(Recorded data)
⁂

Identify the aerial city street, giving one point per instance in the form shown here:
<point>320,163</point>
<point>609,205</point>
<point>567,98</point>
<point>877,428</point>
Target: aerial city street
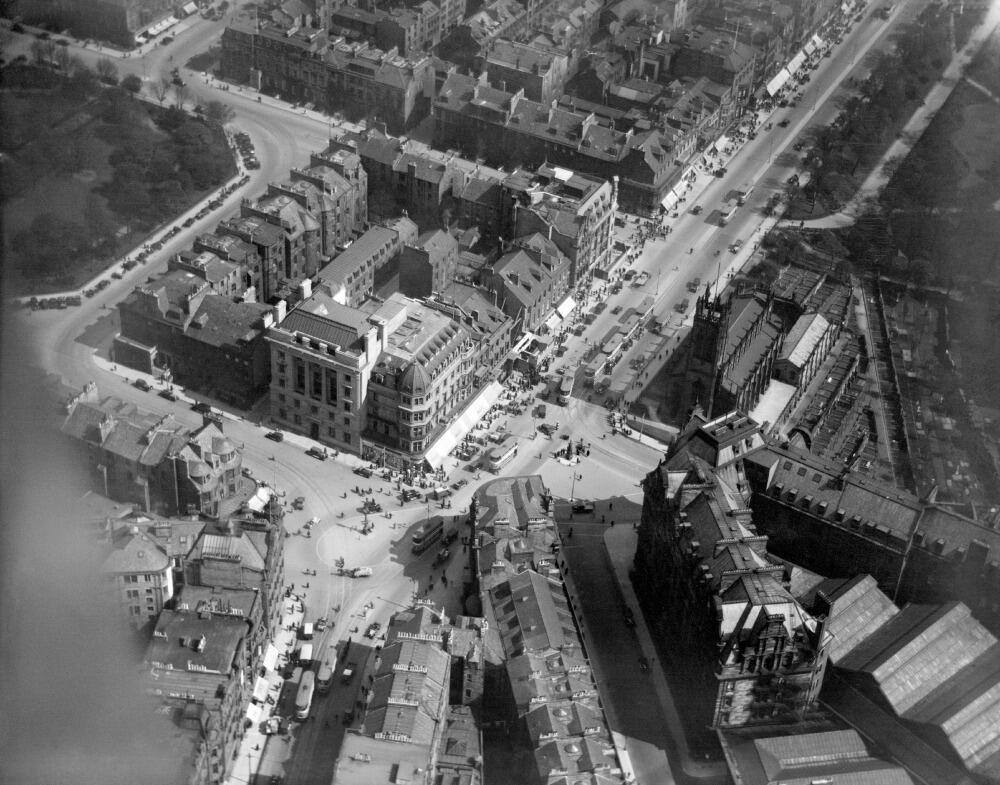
<point>502,392</point>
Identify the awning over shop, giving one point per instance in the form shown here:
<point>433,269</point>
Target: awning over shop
<point>260,688</point>
<point>270,657</point>
<point>260,498</point>
<point>464,423</point>
<point>778,81</point>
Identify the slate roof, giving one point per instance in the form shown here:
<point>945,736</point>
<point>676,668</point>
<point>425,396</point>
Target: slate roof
<point>918,649</point>
<point>243,548</point>
<point>326,320</point>
<point>857,608</point>
<point>408,690</point>
<point>533,614</point>
<point>138,554</point>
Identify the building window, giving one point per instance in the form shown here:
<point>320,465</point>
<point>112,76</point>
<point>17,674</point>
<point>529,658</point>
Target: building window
<point>300,376</point>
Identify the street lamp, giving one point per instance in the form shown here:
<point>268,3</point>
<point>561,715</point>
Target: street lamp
<point>572,490</point>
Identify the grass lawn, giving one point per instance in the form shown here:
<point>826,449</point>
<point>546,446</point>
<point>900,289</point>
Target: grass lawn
<point>91,173</point>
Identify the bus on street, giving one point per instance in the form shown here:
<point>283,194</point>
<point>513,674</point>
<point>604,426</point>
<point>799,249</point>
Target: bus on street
<point>303,699</point>
<point>428,533</point>
<point>504,452</point>
<point>327,668</point>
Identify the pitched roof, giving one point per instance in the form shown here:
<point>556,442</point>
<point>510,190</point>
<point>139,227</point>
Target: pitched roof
<point>803,338</point>
<point>138,554</point>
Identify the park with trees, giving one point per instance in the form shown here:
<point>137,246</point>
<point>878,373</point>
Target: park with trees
<point>88,168</point>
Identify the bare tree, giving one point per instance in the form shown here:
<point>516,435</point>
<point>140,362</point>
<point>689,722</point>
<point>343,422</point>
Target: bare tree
<point>160,89</point>
<point>62,58</point>
<point>218,112</point>
<point>107,70</point>
<point>180,94</point>
<point>37,49</point>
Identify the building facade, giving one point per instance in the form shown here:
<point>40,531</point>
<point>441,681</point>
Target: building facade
<point>206,341</point>
<point>336,74</point>
<point>152,461</point>
<point>198,670</point>
<point>705,568</point>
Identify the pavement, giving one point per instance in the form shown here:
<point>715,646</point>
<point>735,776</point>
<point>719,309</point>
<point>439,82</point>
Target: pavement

⁂

[Task to carry out]:
Copy every one of the rows above word for word, leaving out the pictures.

[Full solution]:
Identify the aerial city street, giving one point per instance in the form shown here:
<point>320,163</point>
<point>609,205</point>
<point>567,98</point>
<point>877,428</point>
Target: aerial city street
<point>502,392</point>
Identify the awning over shop, giving one point per instance in the form shown here:
<point>433,269</point>
Target: awning over shop
<point>260,688</point>
<point>270,657</point>
<point>260,498</point>
<point>464,423</point>
<point>778,81</point>
Identify the slate roof, giving one point per instance in the form shown here:
<point>945,736</point>
<point>676,668</point>
<point>425,396</point>
Target: slate roof
<point>918,649</point>
<point>243,548</point>
<point>326,320</point>
<point>857,608</point>
<point>408,690</point>
<point>533,614</point>
<point>138,554</point>
Identify the building window, giving one point per instance in the form shown here:
<point>320,465</point>
<point>112,76</point>
<point>17,674</point>
<point>529,658</point>
Target: building window
<point>300,376</point>
Identify the street lamp, giving one point per instance in the form shown here:
<point>268,3</point>
<point>561,715</point>
Target: street lamp
<point>572,490</point>
Identify the grass lawn, giving one point per instance in the form shown here:
<point>826,449</point>
<point>546,446</point>
<point>900,289</point>
Target: grass lawn
<point>91,173</point>
Identify the bus on street, giving one point per instance in the form shown here:
<point>283,194</point>
<point>513,674</point>
<point>604,426</point>
<point>799,249</point>
Target: bus on street
<point>303,699</point>
<point>428,533</point>
<point>504,452</point>
<point>327,668</point>
Identify the pitched roof, giving one point per instance in the form shown here:
<point>556,442</point>
<point>510,190</point>
<point>139,227</point>
Target: pitched roof
<point>803,338</point>
<point>138,554</point>
Identify the park with trees, giving one point per instance in the form shown here:
<point>137,246</point>
<point>878,373</point>
Target: park with trees
<point>88,168</point>
Identify the bare tree, giving one point per instance in the form shown here:
<point>516,435</point>
<point>140,362</point>
<point>689,722</point>
<point>343,422</point>
Target: bare tree
<point>160,89</point>
<point>62,58</point>
<point>218,112</point>
<point>107,70</point>
<point>180,94</point>
<point>37,49</point>
Identify the building facade, giving one point per instance in the form shown here:
<point>40,531</point>
<point>441,681</point>
Target: building facade
<point>206,341</point>
<point>336,74</point>
<point>152,461</point>
<point>198,670</point>
<point>705,568</point>
Identify the pavement, giving one point per instance in the form shown here:
<point>715,646</point>
<point>735,776</point>
<point>719,309</point>
<point>439,82</point>
Target: pavement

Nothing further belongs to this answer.